• _YOUR ASSIGNMENT_
The entries below contain pictures. Retype everything except those pictures, exactly as given.
────────────────
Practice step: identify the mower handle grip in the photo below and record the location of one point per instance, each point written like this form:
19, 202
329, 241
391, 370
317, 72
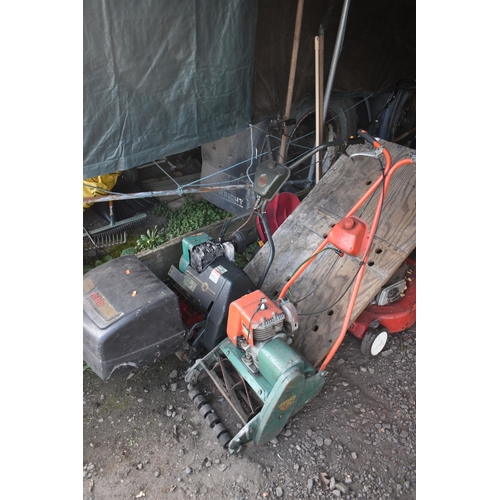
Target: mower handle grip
368, 138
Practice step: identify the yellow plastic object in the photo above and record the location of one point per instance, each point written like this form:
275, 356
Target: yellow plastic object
95, 185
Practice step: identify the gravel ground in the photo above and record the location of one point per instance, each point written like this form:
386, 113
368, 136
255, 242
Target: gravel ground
143, 437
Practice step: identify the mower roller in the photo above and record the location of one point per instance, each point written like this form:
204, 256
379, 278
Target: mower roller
242, 339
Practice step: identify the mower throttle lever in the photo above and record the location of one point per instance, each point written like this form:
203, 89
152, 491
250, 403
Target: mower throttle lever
371, 154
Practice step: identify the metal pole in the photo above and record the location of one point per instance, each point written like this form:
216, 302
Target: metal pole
335, 59
171, 192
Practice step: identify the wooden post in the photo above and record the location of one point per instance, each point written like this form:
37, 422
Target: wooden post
291, 79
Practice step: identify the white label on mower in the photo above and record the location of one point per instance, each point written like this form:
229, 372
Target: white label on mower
217, 273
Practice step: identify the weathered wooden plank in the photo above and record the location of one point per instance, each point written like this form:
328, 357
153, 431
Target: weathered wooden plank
322, 292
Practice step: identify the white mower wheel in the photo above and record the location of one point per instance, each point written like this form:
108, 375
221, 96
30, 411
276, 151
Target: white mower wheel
374, 341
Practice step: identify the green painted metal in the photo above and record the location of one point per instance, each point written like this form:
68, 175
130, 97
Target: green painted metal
187, 245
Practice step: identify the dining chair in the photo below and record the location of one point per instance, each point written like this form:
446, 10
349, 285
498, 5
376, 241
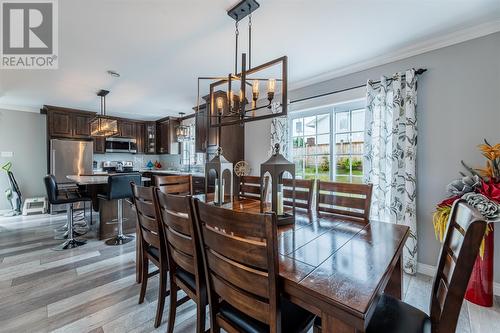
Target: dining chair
250, 187
465, 231
184, 257
304, 190
240, 257
152, 245
344, 199
181, 185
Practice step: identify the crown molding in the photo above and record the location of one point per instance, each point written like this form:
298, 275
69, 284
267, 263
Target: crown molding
22, 108
425, 46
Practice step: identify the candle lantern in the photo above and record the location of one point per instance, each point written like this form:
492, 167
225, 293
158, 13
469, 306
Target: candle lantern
223, 177
276, 166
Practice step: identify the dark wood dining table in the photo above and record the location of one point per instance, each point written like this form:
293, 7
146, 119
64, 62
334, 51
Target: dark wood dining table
336, 267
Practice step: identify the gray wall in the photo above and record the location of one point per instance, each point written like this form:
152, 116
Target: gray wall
23, 133
458, 106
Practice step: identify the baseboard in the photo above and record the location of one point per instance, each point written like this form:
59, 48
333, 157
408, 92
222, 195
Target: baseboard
430, 270
425, 269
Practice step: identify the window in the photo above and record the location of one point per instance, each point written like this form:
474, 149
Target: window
327, 142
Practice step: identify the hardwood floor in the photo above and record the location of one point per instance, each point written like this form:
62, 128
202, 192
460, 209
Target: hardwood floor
93, 289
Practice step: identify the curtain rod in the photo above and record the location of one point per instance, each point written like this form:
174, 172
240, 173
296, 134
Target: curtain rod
417, 72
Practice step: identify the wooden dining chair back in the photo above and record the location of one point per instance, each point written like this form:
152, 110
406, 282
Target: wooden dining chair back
345, 199
181, 185
152, 245
304, 189
250, 187
241, 260
463, 237
184, 257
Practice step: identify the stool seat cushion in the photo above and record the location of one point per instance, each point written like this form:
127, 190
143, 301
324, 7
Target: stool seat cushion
394, 316
294, 319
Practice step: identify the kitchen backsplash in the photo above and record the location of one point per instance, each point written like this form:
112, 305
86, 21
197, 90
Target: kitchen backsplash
140, 160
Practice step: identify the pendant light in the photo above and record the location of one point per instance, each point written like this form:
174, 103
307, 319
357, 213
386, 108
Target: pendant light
182, 131
102, 125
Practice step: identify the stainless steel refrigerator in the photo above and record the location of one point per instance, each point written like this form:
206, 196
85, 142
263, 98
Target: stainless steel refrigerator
69, 157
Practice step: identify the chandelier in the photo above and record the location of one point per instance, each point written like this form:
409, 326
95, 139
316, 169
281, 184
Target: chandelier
102, 125
182, 132
253, 93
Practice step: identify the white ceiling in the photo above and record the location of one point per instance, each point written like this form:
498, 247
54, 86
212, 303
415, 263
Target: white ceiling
160, 47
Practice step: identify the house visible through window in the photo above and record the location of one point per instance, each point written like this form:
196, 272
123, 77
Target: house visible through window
327, 142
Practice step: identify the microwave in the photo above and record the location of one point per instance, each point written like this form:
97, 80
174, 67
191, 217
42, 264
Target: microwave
121, 145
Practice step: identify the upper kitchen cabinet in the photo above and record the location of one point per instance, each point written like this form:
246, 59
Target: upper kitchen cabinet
150, 138
126, 128
166, 139
140, 131
68, 123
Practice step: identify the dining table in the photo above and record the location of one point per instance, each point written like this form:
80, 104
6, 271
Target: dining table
335, 267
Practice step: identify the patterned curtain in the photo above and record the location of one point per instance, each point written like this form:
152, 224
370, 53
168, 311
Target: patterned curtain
390, 155
279, 132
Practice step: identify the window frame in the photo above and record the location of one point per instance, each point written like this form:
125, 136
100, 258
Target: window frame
332, 110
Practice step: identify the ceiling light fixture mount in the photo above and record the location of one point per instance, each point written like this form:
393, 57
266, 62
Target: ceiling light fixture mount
238, 98
102, 125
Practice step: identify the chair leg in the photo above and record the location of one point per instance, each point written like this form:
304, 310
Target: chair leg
201, 310
173, 306
162, 294
144, 278
120, 238
71, 242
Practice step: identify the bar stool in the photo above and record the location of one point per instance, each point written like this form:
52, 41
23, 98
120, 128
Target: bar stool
57, 197
118, 189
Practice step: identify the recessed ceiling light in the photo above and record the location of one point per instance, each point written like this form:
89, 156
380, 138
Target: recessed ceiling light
113, 73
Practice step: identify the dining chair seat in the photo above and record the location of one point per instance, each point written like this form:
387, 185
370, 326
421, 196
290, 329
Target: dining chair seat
395, 316
294, 319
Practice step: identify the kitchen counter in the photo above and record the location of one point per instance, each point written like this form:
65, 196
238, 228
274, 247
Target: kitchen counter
174, 172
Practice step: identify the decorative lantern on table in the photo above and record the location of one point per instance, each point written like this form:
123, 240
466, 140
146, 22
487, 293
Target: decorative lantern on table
220, 165
276, 166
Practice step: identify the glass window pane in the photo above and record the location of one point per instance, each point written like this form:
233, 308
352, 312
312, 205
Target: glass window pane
323, 123
323, 167
310, 125
310, 167
323, 144
310, 144
357, 142
358, 120
342, 144
298, 127
299, 167
342, 122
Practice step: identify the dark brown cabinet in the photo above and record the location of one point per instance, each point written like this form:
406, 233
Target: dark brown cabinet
140, 131
126, 129
166, 139
60, 124
99, 145
150, 139
81, 125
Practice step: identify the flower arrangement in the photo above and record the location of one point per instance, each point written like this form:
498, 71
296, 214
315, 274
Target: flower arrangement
481, 189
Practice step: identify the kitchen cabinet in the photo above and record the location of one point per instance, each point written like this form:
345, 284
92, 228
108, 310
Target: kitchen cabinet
150, 139
126, 129
140, 131
81, 126
68, 123
166, 138
99, 145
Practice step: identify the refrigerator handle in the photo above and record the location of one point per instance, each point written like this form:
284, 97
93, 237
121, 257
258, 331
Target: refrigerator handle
53, 161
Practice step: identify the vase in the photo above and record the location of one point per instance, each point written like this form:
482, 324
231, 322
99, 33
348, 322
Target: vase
480, 287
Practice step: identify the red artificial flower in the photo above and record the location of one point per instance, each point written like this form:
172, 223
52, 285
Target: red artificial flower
449, 202
490, 190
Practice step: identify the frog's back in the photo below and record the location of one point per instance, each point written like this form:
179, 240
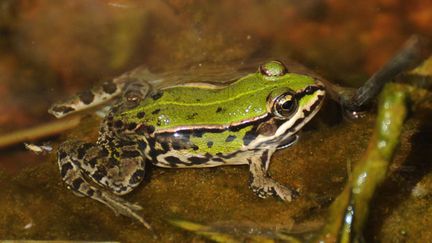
────────────────
• _YOUR RESPONSE_
Practice step: identify the mower handle grip in the photo below and record the location of one point per instance, each point written like this form:
19, 202
329, 241
391, 370
317, 72
Target: mower handle grip
368, 138
Practice step: identify the yellow plastic object in the photo above and record the location of one point per instance, each point written like this form:
275, 356
Target: yellow plastic object
95, 185
Practice step: identify the gravel ground in the photo above and record the location of one point per instance, each point written like this form:
386, 113
368, 136
255, 242
Target: gravel ground
143, 437
Practice step: identify the mower roller in the photo above and record the location of one point per instance, each point written like this form:
204, 256
379, 278
Target: mower roller
242, 339
Practice step: identify the mower throttle lever in the photo above and record the location of one point per instance, each point written like this form:
203, 89
152, 491
250, 403
Target: mower throttle lever
371, 154
Practice step: identify the metal pole in the photo above and record the location of one point per instance, each point written like this form:
216, 302
Target: metal pole
335, 59
171, 192
Practice step: identify the wooden post in the photo above and record the location of one point per instance, each point written like this form:
37, 422
Target: wooden post
291, 79
Practice step: identify the white label on mower in the photo above and record the location of one point per instance, each point written like this form:
229, 372
Target: white label on mower
217, 273
Practice step: identify the weathered wooden plank in the photo above and record the location of one point per instance, each point written like this form:
328, 357
153, 431
Target: weathered wooden plank
322, 292
Practice step: identify the white mower wheel in the photo above and record the location of one point per instance, each point written like this form:
108, 375
221, 96
30, 411
276, 151
Target: white mower wheel
374, 341
Practice step: identify the green painted metal in the photo above and record the location of one point per instance, each point written like this form:
68, 175
130, 97
Target: green painted metal
187, 245
Practice step: identify the dining chair in the photo below and record the location of one point per instance, each point written like this form:
446, 10
349, 285
498, 5
376, 241
Target: dining chair
250, 187
465, 231
184, 257
304, 190
240, 257
152, 245
344, 199
181, 185
Practice step: identify the crown molding in the photo above and record the location of one point per instance, each point written like this form:
298, 275
69, 284
267, 263
Target: crown molding
22, 108
425, 46
Practice step: identify the candle lantern in the photo above and record the location of one point per instance, each point written like this form:
492, 167
225, 293
158, 13
469, 306
Target: candle lantern
223, 177
276, 166
Practice step: identify the dark wood dining table in the photo above and record the location of one point per instance, each point written like this form:
293, 7
146, 119
64, 62
334, 51
Target: dark wood dining table
336, 267
Practice step: identify the gray wall in the photo above and record the location of one point per instance, each point written like this form:
152, 116
Target: gray wall
23, 133
458, 106
Practice step: identify the baseboard in the photo above and record the location of one point per instance, each point written like this form:
59, 48
333, 157
408, 92
222, 195
Target: baseboard
430, 270
425, 269
Practice step: identify the window in the photo above and record the location of one point per instance, each point written like this form:
474, 149
Target: window
327, 142
Practice step: identify the hardwood floor in the photo above and record the location of one point per instance, each point written like this form:
62, 128
202, 192
460, 209
Target: hardwood floor
93, 289
Practice step: identify the curtain rod in the photo above and record the location of one point per instance, each point written like this form:
174, 172
240, 173
296, 134
Target: curtain rod
417, 72
Practice step: identify the wooden dining chair back in the photo above and record the location of one point per instance, each point written like this form:
152, 110
406, 282
Target: wooden dining chair back
345, 199
181, 185
152, 245
304, 189
250, 187
241, 260
463, 237
184, 257
Practice step: identify the stool seat cushion in the photo above and record the location of one point per instance, each point written like this form:
127, 190
143, 301
324, 7
Target: stool seat cushion
394, 316
294, 319
Practice step: identify the kitchen backsplash in the photo above and record the location of one point per instance, each point written like this form:
112, 305
86, 21
197, 90
Target: kitchen backsplash
140, 160
Practice step: identify the pendant light in the photo above and record the location of one point per instance, each point written like this form:
174, 103
307, 319
357, 213
386, 108
Target: pendant light
182, 131
102, 125
Practice step: identify the stainless steel refrigerator in the photo above and record the location of one point per instance, each point written like this form:
206, 196
85, 142
263, 98
Target: stainless steel refrigerator
69, 157
Practice step: identify the chandelier in the photo above and record the location of one point per instance, each point written like this form:
409, 326
95, 139
316, 169
281, 184
Target: chandelier
102, 125
182, 132
253, 93
Practice step: identify the white ceiling in the photo above and record the location of one point per instance, each point written like this form:
498, 247
54, 86
212, 303
415, 263
Target: white ceiling
160, 47
Practice step: identify the house visible through window in the photo above and record the location of one point per instance, each point written like this form:
196, 272
123, 77
Target: house visible through window
327, 142
Practice step: identify the microwave in the photo above and record the location of one point per instance, each point written like this form:
97, 80
174, 67
191, 217
42, 264
Target: microwave
121, 145
Practice step: identify the upper kitchen cabinet in the photo above and record the location of one point per instance, each point written like this form:
246, 59
Target: upper kitchen cabinet
150, 138
126, 128
166, 139
140, 131
68, 123
Practice step: identify the dining table in the photo above and record the location of one point per instance, each point written like this form:
80, 104
6, 271
Target: dining table
335, 267
Practice step: identify the patterned curtain in the photo above and record the location of one point per instance, each point written like this form:
152, 224
370, 53
168, 311
Target: patterned curtain
390, 155
279, 132
Practice step: identify the window frame in the photo above and record the location of one point per instance, each point written like this form:
125, 136
100, 258
Target: window frame
332, 110
Practice step: identify the ceiling light fixture mount in the photo above and record the location of one point per instance, each point written like this form:
393, 57
266, 62
Target: ceiling light fixture mount
238, 98
102, 125
Practice step: identify the chair leg in the photo above and record the location of one point per instance, each point written like this form:
304, 310
Target: chair leg
201, 310
173, 306
162, 294
144, 278
120, 238
71, 242
Practice step: identify the bar stool in the photo above and record the location of one point per instance, each point written like this form:
52, 41
23, 98
120, 128
Target: bar stool
57, 197
118, 189
Practice step: identify the recessed ceiling light in the photo above and record the location of one point per instance, each point written like this form:
89, 156
380, 138
Target: recessed ceiling light
113, 73
Practice step: identify the dining chair seat in the photo above and record the location of one point per instance, each point written like this form:
387, 185
370, 326
421, 196
290, 329
Target: dining chair seat
395, 316
294, 319
Practice step: identify the kitchen counter in the photo above and record the location of one point per instance, each point written like this form:
65, 196
238, 228
274, 247
Target: kitchen counter
174, 172
Practice step: identify the decorative lantern on table in the photo above and record the location of one point per instance, each point written like this form:
123, 240
466, 140
146, 22
487, 293
Target: decorative lantern on table
220, 165
276, 166
Practice step: identify the glass window pane in the photo above and record the location of one point per instance, each point written like this form:
233, 308
352, 312
312, 205
Target: glass window pane
323, 123
323, 167
310, 125
310, 167
323, 144
310, 144
357, 142
358, 120
342, 144
298, 127
299, 167
342, 122
Practice step: identify the dark brown cabinet in the photo above and record the location of one point per instance, each point written like this form:
406, 233
Target: dark brown cabinet
140, 131
126, 129
166, 139
60, 124
99, 145
150, 139
81, 125
Practice step: identify the flower arrangement in the photo above and record the location of one point per instance, each point written like this form:
498, 71
296, 214
315, 274
Target: flower arrangement
481, 189
Practice step: identify the kitchen cabinet in the photo above and record the location of one point per instance, each point written like this form:
345, 284
92, 228
108, 310
Target: kitchen cabinet
150, 139
126, 129
140, 131
81, 126
68, 123
166, 138
99, 145
Practice step: identify the refrigerator handle in the photo above and record the location of one point per instance, each point written like this form:
284, 97
93, 237
121, 257
258, 331
Target: refrigerator handle
53, 161
Practice step: identify the vase in the photo above and record the location of one point per instance, each point written like this form:
482, 324
231, 322
99, 33
348, 322
Target: vase
480, 287
Practice step: identify the red artificial flower in the photo above and record the location of one point per instance, each point written like this form:
172, 223
52, 285
Target: red artificial flower
449, 202
490, 190
Practice step: identify the frog's back in the photo below and record the location of one point per instance, each point written like this form:
179, 240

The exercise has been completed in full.